--- begin DATA ROWS ---

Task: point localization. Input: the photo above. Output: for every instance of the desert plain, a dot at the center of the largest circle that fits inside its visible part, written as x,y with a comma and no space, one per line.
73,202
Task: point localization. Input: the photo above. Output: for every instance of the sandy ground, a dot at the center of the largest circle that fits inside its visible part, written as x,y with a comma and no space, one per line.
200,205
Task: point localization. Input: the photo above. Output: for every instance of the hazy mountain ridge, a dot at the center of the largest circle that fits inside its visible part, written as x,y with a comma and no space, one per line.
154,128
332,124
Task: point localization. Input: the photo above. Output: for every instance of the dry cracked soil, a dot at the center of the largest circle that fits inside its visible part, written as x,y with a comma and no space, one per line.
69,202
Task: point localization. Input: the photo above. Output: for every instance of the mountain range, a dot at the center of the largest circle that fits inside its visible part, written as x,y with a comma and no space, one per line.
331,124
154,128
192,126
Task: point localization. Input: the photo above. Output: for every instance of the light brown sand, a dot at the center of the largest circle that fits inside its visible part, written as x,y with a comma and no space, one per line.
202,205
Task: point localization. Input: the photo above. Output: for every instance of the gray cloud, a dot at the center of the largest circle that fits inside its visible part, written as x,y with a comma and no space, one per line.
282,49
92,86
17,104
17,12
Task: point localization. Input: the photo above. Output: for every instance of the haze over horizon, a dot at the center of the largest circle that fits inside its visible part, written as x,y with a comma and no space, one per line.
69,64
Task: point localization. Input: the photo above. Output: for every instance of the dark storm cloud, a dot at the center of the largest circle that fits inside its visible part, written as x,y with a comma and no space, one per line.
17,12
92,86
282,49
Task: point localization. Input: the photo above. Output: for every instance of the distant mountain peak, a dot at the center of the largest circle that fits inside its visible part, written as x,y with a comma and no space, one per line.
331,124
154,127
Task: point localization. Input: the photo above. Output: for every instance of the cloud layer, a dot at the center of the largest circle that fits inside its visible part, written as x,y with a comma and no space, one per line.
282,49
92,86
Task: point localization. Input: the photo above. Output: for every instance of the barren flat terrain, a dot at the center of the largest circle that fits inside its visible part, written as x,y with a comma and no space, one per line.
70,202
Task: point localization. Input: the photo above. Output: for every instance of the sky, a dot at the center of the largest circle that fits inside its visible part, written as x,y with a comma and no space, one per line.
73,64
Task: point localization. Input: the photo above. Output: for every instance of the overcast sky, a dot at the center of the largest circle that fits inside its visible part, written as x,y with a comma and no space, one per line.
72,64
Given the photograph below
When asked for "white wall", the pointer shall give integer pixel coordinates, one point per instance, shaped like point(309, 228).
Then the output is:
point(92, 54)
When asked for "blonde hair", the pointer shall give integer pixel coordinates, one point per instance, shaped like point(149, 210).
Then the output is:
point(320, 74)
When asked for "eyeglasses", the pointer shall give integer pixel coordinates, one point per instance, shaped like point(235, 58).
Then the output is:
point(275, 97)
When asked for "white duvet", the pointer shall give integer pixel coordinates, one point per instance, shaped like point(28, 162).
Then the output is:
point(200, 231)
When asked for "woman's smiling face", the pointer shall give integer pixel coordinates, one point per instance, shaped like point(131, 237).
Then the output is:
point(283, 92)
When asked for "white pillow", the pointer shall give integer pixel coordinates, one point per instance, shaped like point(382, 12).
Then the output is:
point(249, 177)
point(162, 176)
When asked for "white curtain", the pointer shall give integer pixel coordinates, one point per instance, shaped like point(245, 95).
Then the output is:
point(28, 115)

--- end DATA ROWS ---
--- begin DATA ROWS ---

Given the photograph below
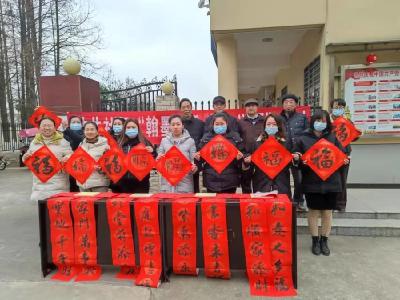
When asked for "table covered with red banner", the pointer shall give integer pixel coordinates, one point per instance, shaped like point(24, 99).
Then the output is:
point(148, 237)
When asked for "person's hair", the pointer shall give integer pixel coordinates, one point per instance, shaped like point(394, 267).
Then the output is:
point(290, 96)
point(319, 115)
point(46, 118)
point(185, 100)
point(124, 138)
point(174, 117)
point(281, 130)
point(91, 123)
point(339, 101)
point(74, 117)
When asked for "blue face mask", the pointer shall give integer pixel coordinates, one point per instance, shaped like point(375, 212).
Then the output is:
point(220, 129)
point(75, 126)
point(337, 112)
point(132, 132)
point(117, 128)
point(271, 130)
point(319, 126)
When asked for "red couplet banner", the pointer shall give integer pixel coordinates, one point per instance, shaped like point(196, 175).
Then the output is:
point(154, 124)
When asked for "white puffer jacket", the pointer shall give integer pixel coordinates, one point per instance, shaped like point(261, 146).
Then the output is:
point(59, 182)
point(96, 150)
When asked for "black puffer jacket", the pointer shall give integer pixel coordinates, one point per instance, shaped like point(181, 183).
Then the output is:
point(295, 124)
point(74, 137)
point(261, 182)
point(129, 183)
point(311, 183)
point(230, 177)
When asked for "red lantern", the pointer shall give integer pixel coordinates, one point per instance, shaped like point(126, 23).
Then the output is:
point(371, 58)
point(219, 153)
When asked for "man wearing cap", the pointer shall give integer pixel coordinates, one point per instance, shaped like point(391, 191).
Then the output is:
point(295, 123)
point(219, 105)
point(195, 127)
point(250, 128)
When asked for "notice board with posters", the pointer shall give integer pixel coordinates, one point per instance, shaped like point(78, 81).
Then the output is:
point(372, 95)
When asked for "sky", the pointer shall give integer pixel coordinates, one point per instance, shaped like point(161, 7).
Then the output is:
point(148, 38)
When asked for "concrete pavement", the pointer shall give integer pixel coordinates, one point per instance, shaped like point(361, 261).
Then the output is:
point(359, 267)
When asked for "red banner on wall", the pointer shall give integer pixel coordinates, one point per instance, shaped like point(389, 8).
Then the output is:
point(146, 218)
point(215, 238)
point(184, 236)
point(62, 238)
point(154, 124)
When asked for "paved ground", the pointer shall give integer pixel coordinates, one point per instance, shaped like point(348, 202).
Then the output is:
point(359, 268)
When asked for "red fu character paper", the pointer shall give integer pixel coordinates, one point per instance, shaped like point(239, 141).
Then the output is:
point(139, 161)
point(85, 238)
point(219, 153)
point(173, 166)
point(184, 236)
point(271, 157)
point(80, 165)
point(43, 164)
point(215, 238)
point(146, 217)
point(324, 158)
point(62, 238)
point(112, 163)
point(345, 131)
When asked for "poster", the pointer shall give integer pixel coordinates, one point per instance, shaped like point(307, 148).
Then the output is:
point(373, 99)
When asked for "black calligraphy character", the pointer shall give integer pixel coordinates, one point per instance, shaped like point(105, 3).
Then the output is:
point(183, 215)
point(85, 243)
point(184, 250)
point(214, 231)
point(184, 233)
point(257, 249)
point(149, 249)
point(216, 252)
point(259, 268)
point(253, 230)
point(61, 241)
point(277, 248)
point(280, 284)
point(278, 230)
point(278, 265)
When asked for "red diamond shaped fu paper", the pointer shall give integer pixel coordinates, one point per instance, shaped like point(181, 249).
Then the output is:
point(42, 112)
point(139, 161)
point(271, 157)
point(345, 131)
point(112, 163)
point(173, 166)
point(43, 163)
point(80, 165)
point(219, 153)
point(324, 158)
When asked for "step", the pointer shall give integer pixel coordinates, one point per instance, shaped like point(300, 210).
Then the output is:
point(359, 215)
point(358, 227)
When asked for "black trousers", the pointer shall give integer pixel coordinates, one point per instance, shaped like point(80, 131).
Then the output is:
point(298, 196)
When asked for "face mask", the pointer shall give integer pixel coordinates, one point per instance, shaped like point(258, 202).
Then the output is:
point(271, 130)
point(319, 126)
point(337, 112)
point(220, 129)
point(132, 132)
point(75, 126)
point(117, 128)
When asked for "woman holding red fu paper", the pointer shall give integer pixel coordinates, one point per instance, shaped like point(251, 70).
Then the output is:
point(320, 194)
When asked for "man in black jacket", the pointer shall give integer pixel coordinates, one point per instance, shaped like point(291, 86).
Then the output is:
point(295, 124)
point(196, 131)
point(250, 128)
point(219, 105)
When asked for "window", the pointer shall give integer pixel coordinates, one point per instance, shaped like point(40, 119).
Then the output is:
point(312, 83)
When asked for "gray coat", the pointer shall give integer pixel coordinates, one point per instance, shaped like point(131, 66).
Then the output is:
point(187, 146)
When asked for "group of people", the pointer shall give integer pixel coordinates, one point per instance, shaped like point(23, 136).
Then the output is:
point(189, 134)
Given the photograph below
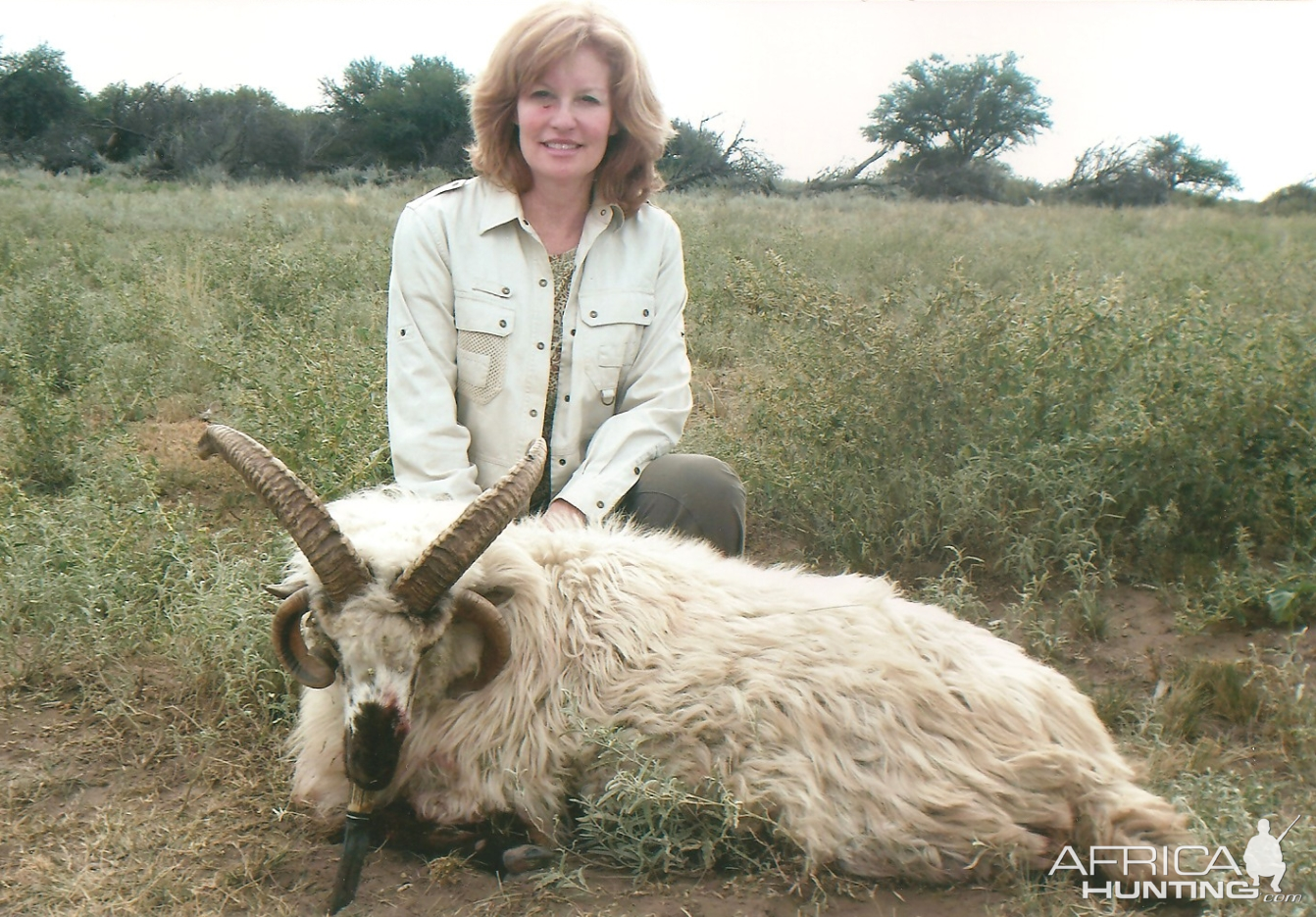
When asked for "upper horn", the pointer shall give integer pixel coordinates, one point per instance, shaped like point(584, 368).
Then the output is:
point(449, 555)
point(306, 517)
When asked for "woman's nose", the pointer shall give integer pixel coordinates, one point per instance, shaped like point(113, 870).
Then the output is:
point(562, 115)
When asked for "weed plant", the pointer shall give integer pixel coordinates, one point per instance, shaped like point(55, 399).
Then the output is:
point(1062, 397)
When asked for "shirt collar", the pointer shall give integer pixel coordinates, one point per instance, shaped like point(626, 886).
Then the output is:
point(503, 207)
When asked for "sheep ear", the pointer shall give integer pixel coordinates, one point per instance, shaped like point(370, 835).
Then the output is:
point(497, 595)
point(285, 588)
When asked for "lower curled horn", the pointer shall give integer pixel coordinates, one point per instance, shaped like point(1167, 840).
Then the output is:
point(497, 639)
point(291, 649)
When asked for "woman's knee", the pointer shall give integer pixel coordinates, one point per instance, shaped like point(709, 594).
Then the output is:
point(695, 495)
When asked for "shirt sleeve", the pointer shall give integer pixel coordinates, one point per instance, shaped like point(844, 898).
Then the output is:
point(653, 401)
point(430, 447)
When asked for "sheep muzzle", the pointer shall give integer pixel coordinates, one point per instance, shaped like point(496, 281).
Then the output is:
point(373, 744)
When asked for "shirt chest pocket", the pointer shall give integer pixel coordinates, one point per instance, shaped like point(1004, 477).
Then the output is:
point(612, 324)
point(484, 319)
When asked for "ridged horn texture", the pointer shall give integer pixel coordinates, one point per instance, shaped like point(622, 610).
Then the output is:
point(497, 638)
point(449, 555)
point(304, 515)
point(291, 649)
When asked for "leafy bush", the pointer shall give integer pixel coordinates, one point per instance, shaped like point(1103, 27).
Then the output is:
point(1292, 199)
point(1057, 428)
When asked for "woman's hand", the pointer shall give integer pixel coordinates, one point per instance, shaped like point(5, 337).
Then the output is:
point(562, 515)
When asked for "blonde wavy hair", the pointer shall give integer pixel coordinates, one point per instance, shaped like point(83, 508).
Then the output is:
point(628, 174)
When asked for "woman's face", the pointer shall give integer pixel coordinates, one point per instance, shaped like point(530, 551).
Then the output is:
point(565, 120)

--- end DATA ROWS ---

▶ [EXERCISE PROMPT]: Extract the lines from the one containing "like point(28, 162)." through the one containing "point(162, 176)", both included, and reproduce them unchanged.

▶ [IN RESPONSE]:
When asked for "white duvet", the pointer shall give integer pixel coordinates, one point per instance, shaped like point(28, 162).
Then the output is:
point(200, 231)
When asked for "woman's smiling face", the pointer shall give integer pixel coordinates, one point per instance, shaped like point(131, 237).
Then the output is:
point(283, 92)
When asked for "white pillow", the pointer shall give integer pixel coordinates, one point per instance, shaped like point(382, 12).
Then the output is:
point(249, 177)
point(162, 176)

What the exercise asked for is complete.